(begin)

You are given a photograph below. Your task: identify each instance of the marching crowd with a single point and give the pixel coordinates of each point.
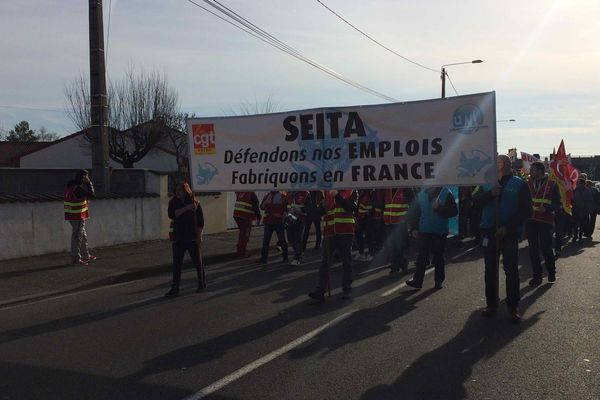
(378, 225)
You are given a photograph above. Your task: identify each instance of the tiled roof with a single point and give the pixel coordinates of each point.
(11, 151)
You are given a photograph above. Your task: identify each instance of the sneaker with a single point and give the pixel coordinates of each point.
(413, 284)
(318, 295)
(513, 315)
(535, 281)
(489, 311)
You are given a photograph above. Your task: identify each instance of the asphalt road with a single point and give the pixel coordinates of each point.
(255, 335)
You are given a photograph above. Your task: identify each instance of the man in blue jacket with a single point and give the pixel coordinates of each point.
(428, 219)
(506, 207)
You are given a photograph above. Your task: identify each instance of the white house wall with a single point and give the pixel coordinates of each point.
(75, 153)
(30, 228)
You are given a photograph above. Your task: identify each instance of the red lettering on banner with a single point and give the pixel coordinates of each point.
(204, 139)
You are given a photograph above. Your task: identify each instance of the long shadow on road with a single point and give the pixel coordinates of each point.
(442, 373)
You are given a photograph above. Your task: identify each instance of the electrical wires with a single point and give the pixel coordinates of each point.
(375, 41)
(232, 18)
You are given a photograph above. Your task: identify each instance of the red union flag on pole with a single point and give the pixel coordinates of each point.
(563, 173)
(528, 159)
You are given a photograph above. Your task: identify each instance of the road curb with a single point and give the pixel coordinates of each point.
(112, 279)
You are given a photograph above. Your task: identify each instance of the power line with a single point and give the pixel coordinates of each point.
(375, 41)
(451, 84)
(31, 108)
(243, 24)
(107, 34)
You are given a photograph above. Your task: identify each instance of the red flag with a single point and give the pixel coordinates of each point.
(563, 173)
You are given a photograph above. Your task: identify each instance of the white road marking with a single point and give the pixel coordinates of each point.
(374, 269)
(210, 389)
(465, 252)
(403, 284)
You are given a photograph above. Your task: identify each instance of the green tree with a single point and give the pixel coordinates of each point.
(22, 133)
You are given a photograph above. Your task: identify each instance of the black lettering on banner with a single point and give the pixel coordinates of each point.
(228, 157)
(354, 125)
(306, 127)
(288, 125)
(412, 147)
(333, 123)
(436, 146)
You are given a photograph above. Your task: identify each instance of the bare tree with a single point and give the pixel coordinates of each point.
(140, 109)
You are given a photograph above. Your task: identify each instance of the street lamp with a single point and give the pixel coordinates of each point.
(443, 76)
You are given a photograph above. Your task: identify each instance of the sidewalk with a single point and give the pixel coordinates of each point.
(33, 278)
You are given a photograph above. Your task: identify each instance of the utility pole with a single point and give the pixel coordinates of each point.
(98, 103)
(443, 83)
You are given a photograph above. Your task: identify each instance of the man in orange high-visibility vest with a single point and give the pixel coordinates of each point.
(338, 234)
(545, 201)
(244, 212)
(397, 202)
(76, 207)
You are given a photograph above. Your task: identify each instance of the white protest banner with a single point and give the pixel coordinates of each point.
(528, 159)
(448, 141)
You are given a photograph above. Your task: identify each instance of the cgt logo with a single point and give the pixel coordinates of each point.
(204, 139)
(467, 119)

(end)
(begin)

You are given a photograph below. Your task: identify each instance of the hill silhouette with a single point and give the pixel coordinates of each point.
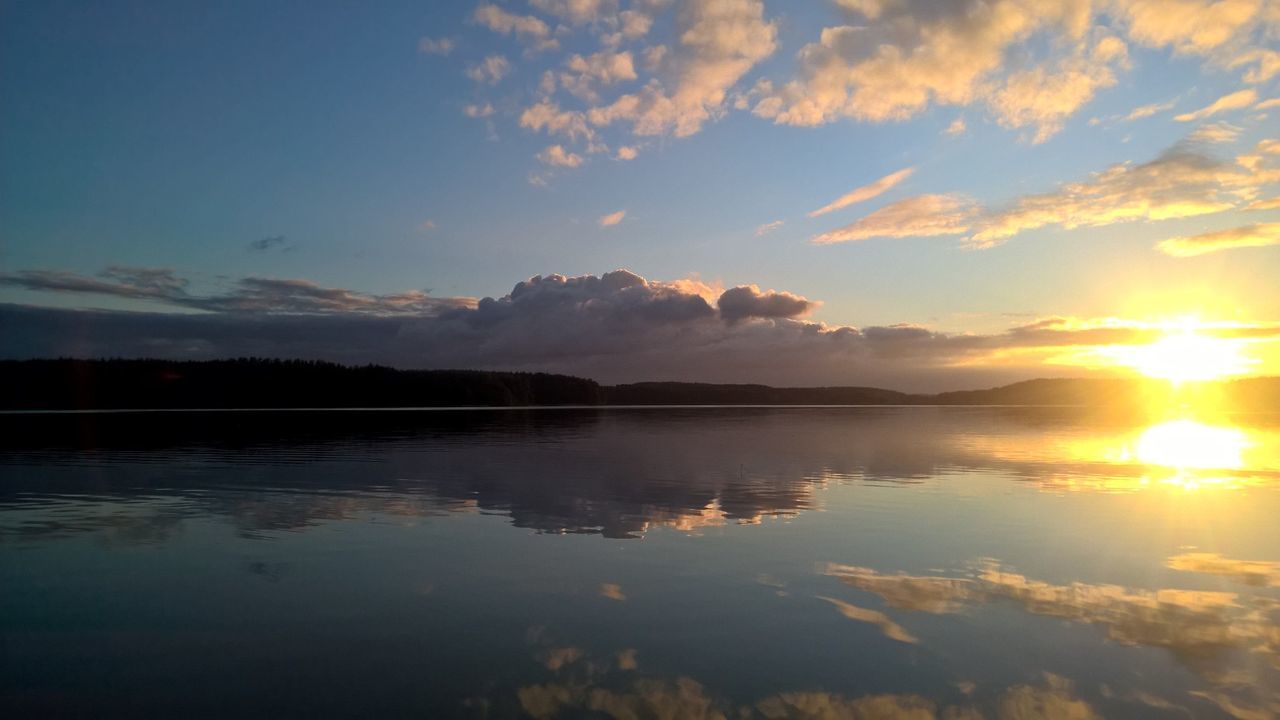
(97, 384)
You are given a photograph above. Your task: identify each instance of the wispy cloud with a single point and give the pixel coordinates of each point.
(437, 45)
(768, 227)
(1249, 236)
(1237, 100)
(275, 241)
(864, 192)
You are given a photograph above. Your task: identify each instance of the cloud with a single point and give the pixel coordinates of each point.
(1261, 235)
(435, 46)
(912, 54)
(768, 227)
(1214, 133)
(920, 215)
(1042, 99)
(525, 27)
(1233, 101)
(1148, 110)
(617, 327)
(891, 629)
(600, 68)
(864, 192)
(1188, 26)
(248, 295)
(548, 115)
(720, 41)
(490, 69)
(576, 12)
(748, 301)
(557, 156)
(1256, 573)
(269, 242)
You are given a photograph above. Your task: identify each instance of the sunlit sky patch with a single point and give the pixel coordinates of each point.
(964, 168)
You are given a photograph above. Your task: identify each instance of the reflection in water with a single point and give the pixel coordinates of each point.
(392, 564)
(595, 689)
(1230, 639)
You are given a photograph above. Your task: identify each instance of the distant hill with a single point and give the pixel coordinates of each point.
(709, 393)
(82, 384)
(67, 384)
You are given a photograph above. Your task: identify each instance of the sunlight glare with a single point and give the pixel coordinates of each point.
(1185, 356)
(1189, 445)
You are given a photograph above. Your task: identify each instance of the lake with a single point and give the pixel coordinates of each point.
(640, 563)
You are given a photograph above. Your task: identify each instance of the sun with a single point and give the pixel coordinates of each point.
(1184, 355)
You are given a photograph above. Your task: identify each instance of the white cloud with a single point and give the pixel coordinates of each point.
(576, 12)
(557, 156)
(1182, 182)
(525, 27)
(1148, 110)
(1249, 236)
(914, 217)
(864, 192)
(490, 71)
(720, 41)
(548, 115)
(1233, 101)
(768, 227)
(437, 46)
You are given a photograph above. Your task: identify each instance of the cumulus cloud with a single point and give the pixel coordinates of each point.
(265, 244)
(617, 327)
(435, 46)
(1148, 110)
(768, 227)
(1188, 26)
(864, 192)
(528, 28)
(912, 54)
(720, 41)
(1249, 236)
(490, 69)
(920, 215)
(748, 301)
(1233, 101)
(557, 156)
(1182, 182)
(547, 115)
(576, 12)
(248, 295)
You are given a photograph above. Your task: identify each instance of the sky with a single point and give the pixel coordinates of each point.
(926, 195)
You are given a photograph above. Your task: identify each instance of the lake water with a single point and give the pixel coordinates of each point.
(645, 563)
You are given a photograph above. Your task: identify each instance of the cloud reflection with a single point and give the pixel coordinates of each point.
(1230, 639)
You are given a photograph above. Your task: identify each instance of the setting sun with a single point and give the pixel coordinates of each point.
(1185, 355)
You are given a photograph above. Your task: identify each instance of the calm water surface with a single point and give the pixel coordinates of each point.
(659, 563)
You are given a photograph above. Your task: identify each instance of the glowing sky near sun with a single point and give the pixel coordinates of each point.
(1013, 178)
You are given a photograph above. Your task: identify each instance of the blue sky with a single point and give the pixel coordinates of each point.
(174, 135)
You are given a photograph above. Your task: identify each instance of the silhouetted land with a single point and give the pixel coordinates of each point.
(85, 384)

(end)
(begin)

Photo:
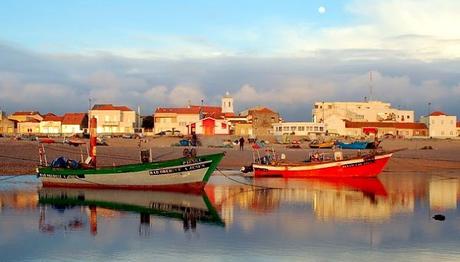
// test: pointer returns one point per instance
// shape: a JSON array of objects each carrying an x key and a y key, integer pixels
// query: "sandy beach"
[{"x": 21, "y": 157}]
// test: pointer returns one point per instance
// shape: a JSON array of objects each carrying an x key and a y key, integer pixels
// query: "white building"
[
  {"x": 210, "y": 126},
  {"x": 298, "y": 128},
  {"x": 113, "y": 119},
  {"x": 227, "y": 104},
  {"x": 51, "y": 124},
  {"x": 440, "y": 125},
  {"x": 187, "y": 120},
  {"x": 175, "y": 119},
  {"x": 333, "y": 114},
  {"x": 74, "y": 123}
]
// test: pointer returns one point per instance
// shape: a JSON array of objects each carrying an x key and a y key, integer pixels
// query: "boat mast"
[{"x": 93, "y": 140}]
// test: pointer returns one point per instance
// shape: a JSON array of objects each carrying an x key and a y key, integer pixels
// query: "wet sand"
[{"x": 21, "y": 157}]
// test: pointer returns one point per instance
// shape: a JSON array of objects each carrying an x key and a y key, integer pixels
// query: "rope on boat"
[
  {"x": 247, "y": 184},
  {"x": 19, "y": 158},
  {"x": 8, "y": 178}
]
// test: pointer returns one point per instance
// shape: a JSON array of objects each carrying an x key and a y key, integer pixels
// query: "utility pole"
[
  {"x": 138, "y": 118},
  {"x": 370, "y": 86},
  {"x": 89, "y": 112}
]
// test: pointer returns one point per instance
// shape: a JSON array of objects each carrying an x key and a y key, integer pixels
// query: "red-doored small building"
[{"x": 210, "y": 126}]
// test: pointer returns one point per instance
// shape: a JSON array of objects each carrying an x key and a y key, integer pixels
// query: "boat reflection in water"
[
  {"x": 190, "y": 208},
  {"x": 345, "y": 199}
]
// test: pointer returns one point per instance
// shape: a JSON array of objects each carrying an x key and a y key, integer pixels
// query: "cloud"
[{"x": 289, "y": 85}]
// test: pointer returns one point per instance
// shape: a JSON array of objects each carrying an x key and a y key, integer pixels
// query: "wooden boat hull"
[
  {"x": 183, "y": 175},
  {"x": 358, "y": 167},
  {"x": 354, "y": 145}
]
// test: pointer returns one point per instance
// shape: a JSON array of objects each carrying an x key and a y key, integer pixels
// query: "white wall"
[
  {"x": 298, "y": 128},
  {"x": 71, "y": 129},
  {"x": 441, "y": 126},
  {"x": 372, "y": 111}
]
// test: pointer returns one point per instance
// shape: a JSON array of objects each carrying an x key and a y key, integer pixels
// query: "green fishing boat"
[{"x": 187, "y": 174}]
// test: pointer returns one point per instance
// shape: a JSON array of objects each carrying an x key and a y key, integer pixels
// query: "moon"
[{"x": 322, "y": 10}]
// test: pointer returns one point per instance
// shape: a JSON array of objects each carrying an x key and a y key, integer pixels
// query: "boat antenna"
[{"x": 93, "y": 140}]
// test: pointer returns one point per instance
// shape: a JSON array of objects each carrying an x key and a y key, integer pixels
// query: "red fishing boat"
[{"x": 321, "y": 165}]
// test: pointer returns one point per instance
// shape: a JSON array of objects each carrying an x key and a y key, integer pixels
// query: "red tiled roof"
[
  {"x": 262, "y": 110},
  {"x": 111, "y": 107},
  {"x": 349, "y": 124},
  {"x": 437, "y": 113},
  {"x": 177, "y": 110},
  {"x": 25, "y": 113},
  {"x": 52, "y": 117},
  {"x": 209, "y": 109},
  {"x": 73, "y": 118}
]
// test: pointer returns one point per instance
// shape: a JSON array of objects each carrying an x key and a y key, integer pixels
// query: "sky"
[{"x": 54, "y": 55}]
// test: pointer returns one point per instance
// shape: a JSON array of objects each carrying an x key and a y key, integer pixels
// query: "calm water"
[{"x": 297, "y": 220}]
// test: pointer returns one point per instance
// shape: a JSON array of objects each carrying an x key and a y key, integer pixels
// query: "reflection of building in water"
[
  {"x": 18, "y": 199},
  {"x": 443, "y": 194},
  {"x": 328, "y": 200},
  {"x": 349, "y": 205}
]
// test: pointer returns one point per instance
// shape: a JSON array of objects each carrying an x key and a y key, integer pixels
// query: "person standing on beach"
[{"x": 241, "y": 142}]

(end)

* Task description: Count the lines in the material above that contain the word "calm", and reply with the number only.

* Result of the task: 2